Pengrajin Kerajinan Tembaga dan Kuningan Tumang Cepogo Boyolali Ikut Terpukul Dampak Covid-19

Pengrajin tembaga dan kuningan Tumang Cepogo Boyolali tetap beraktivitas di tengah pandemi Covid-19. (Yulianto/Fokusjateng.com)

FOKUS JATENG-BOYOLALI-Pandemi Corona Virus Disease (Covid-19) memukul berbagai sektor di Kabupaten Boyolali. Salah satunya yakni sektor kerajinan tembaga dan kuningan. Dusun Tumang , Cepogo, Boyolali sebagai sentra kerajinan ini merasakan dampak penjualannya yang semakin menurun hingga 75 persen. Akibatnya, banyak rumah produksi yang tutup dan hanya merampungkan pesanan.

DATA.
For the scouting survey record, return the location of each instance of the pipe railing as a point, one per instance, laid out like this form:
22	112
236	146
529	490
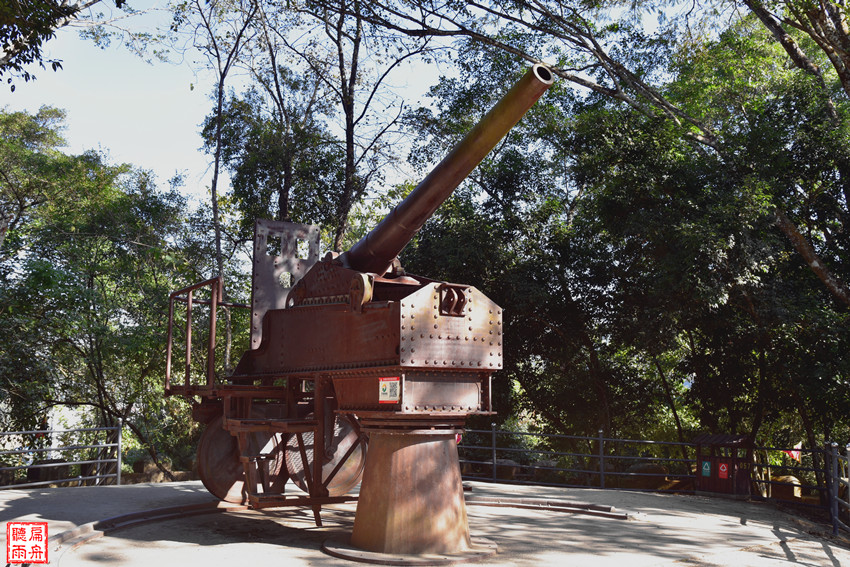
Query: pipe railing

TUGAS LATIHAN.
(a) Menurut bacaan tentang kerajinan tembaga Tumang, berapa besar penurunan penjualan yang dirasakan sentra kerajinan tersebut?
(b) Dalam bacaan tentang kerajinan tembaga Tumang, ganti "rumah produksi" menjadi "bengkel kerja", lalu tulis kembali bagian yang dimulai dari kalimat berisi "FOKUS JATENG-BOYOLALI-Pandemi Corona" dan berakhir setelah "hanya merampungkan pesanan.".
Materi di atas berdiri sendiri dan terpisah dari bacaan.

JAWABAN TIAP TUGAS.
(a) Penjualannya menurun hingga 75 persen.

(b)
FOKUS JATENG-BOYOLALI-Pandemi Corona Virus Disease (Covid-19) memukul berbagai sektor di Kabupaten Boyolali. Salah satunya yakni sektor kerajinan tembaga dan kuningan. Dusun Tumang , Cepogo, Boyolali sebagai sentra kerajinan ini merasakan dampak penjualannya yang semakin menurun hingga 75 persen. Akibatnya, banyak bengkel kerja yang tutup dan hanya merampungkan pesanan.